**Stored data entries**.
*-*-*

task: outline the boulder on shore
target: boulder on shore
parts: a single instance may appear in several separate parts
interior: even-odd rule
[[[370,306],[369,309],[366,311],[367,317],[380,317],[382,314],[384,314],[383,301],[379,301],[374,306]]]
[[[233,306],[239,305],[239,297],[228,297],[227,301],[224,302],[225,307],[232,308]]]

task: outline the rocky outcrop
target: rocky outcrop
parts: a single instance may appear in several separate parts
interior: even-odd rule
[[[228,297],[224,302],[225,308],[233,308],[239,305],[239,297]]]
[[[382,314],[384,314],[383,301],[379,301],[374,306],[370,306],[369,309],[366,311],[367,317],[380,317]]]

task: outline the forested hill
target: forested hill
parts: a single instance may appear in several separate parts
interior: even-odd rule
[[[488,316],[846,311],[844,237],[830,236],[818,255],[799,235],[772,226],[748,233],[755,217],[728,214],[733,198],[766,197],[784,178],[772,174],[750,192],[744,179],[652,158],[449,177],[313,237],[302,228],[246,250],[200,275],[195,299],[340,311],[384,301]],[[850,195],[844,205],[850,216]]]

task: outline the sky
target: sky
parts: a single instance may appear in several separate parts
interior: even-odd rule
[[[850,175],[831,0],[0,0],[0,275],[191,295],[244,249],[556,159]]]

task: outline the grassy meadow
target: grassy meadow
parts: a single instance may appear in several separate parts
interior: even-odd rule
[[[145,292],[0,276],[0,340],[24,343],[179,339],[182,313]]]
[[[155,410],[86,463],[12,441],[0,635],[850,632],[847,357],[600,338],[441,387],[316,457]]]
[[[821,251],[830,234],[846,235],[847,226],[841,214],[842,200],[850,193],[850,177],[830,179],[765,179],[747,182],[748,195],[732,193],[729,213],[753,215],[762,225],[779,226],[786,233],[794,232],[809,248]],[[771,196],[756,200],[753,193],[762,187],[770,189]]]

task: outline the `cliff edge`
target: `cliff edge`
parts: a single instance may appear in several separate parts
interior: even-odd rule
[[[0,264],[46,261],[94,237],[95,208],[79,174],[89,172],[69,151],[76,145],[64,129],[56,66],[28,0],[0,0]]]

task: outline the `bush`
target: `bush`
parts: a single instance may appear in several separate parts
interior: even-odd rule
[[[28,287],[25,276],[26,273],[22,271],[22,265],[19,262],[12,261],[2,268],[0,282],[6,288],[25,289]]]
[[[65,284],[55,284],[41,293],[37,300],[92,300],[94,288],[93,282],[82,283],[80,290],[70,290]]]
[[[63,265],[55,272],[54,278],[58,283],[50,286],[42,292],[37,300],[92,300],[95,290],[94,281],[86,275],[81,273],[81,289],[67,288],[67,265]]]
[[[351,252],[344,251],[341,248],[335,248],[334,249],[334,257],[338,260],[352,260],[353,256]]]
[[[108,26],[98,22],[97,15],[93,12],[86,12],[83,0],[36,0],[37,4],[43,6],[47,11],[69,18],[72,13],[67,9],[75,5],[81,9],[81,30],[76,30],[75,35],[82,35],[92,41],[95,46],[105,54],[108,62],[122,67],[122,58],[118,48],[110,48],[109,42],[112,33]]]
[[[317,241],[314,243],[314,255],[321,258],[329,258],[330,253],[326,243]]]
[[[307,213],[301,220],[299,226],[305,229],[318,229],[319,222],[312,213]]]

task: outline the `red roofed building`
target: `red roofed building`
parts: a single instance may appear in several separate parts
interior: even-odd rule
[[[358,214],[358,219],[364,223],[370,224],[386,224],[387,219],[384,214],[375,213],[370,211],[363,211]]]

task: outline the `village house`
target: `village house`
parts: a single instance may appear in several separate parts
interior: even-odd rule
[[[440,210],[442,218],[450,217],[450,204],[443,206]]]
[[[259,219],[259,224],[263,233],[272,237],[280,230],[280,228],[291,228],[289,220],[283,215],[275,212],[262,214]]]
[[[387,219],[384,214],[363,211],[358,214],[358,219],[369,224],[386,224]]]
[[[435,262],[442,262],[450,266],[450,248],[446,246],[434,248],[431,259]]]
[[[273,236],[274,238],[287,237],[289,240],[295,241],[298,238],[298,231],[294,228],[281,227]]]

*-*-*

**Work required**.
Each line above that contains the string "boulder" should be copied.

**Result**.
task: outline the boulder on shore
target: boulder on shore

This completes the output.